MATERIAL TO PROCESS
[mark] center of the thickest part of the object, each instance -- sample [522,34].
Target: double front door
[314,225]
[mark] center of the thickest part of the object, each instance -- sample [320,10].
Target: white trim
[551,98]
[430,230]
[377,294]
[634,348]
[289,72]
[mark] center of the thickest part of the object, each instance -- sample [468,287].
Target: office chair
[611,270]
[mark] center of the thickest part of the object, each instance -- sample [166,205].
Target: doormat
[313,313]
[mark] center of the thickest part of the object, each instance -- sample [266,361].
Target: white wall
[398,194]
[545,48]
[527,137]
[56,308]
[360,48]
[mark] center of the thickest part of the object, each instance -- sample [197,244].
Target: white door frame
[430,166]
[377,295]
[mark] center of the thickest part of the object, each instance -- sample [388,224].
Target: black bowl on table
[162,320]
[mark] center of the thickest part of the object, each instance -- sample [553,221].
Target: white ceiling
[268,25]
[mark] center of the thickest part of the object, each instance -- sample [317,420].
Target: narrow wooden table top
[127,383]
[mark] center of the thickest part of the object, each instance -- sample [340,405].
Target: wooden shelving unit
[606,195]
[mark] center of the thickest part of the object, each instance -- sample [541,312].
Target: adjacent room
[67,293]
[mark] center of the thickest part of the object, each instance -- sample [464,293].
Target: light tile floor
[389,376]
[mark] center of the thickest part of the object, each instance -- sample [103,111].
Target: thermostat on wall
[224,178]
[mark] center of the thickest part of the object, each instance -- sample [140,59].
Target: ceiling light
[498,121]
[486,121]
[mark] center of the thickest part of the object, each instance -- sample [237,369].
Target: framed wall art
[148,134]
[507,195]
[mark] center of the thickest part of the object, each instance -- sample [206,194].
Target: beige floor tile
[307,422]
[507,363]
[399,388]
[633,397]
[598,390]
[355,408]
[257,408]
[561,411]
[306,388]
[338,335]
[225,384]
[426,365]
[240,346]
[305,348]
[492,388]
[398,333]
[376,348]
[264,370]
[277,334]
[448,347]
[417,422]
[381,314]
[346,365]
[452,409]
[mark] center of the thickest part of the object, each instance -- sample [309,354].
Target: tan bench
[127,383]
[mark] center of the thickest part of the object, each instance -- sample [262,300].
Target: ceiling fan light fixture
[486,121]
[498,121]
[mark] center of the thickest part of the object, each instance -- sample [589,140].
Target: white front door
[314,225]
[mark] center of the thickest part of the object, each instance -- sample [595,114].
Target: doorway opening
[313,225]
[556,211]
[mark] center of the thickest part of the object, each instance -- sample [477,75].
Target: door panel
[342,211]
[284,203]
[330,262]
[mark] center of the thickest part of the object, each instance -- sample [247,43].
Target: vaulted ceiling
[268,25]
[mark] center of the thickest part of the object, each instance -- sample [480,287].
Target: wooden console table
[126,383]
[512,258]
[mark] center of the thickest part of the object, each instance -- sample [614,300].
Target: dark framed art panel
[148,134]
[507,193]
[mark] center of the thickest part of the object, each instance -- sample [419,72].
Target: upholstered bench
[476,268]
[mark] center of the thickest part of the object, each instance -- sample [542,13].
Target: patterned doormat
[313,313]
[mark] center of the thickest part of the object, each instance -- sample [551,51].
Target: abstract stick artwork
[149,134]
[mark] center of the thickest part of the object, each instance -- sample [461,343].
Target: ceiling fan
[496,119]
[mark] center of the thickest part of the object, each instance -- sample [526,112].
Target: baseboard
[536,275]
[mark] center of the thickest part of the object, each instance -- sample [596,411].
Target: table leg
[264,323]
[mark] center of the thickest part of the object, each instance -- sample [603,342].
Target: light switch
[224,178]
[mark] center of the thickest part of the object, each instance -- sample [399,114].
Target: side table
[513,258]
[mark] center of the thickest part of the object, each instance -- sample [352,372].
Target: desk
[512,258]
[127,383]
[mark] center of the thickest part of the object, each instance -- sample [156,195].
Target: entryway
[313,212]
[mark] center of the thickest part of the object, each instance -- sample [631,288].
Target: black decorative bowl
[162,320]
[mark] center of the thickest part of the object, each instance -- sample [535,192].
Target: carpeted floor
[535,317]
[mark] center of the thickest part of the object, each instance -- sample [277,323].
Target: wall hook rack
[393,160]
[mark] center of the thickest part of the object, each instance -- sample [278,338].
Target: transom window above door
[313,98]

WORK REQUIRED
Go back to the listing above. Copy word for word the lines from the one with "-- sample [103,111]." through the one with "-- sample [419,72].", and nothing more.

WRITTEN REPLY
[mark] center of the thickest part of the object, each instance -- sample [103,111].
Target: thermostat on wall
[224,178]
[mark] center of the thickest part of the object, each instance -- sample [140,59].
Target: ceiling light
[498,121]
[486,121]
[mark] center of the thickest part of the object, each instance -- sample [237,369].
Target: framed wall art
[148,134]
[507,195]
[mark] center of the thickest part of the object, each instance -- sample [206,194].
Target: beige floor tile
[307,422]
[507,363]
[399,388]
[633,397]
[598,390]
[355,408]
[257,408]
[561,411]
[306,388]
[338,335]
[225,384]
[426,365]
[240,346]
[305,348]
[492,388]
[398,333]
[376,348]
[264,370]
[277,334]
[448,347]
[417,422]
[381,314]
[346,365]
[452,409]
[mark] center of the thickest part of the object, each instance -- sample [309,354].
Target: tan bench
[127,383]
[mark] center of the thickest part of the object, each instance -- sample [262,300].
Target: ceiling fan light fixture
[486,121]
[498,121]
[mark] center of the thickest part of the object, each instance -- sample [589,140].
Target: white front door
[314,225]
[mark] center of the thickest part of the object, each instance -- sample [595,114].
Target: doorway opening
[313,225]
[556,211]
[mark] center of the thickest part of the object, each instance -- sample [477,75].
Target: door panel
[342,211]
[284,203]
[330,262]
[mark] center of the thickest part of the object, each instance -- sample [247,43].
Target: vaulted ceiling
[268,25]
[mark] center of the thickest part of the object, each instance -- sample [480,287].
Target: wooden console table
[126,383]
[512,258]
[mark] center of the thickest part of the object, each instance -- sample [614,300].
Target: dark framed art panel
[148,134]
[507,193]
[mark] center of the thickest part of the object, each instance -- sample [419,72].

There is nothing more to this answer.